**Rows:**
◇ ◇ ◇ ◇ ◇

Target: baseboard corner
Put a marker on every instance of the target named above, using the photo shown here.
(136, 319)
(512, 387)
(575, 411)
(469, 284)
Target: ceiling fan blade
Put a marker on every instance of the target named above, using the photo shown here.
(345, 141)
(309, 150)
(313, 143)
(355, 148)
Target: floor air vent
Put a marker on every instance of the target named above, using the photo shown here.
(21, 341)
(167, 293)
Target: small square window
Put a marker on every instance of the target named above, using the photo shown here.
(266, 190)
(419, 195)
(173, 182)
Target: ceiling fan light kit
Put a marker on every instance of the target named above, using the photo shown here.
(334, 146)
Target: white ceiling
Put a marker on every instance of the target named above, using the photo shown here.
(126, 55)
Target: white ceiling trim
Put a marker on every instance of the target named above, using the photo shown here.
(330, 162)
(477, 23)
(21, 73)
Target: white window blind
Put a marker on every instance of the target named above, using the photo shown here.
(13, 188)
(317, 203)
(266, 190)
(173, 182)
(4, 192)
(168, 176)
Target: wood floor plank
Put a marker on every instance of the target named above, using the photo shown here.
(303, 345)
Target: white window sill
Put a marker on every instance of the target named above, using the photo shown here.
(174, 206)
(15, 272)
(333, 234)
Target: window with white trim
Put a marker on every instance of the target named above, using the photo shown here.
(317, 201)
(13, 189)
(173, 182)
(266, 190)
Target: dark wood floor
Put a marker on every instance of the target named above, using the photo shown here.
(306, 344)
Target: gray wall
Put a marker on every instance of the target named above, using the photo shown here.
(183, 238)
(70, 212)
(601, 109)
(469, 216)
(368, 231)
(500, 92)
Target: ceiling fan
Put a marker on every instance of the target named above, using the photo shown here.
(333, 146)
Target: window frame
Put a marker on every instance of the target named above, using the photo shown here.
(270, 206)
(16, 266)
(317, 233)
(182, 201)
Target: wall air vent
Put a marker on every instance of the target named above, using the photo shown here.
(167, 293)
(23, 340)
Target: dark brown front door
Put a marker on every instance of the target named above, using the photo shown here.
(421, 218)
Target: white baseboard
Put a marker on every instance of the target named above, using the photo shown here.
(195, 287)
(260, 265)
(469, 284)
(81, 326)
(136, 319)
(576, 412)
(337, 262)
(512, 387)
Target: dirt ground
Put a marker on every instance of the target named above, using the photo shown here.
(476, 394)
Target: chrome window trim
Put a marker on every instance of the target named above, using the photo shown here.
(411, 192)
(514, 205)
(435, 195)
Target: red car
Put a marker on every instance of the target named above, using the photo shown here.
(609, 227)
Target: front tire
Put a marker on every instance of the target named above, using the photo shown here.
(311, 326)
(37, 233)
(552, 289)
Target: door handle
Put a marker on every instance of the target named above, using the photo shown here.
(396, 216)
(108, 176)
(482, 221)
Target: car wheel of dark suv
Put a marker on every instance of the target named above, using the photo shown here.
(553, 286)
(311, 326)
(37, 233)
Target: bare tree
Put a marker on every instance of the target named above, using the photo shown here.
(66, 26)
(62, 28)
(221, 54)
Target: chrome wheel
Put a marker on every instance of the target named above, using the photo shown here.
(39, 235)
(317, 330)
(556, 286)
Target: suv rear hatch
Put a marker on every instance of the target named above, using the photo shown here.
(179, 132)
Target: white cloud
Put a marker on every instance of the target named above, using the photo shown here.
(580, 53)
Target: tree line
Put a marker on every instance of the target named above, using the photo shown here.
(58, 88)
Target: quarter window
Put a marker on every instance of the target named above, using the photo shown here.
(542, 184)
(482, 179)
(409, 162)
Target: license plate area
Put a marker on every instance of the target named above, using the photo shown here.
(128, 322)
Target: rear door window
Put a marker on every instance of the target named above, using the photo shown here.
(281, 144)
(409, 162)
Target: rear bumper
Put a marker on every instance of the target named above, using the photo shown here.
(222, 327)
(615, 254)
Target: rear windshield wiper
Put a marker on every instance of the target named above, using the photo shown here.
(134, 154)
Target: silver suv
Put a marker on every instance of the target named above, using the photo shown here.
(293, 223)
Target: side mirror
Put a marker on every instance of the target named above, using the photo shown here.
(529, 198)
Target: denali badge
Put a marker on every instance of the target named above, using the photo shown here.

◇ ◇ ◇ ◇ ◇

**Task goal:**
Repeat, without changes, every line from the one that contains "Target: license plate area" through the final line of the data.

**Written solution:**
Target: license plate area
Put a marker on every instance of the target named above, using the photo shown here.
(128, 322)
Target: rear door window
Put a marker on every instance of the target named above, using the photo shown here.
(281, 144)
(409, 162)
Target: rear bumper
Put a marker on every instance of the target named above, using the photo shown here.
(222, 327)
(615, 254)
Target: rear windshield wiper
Put a marker on every instance of the target named above, using the photo shown here.
(134, 154)
Target: silver suv
Put a marker on every instance of the target named above, using the photo shown here.
(293, 223)
Target: side mirror
Put a marker on every instance of the target named above, using the photo shown here.
(529, 198)
Target: denali badge
Put a marker on every instance of the target named above, using the photo shown here.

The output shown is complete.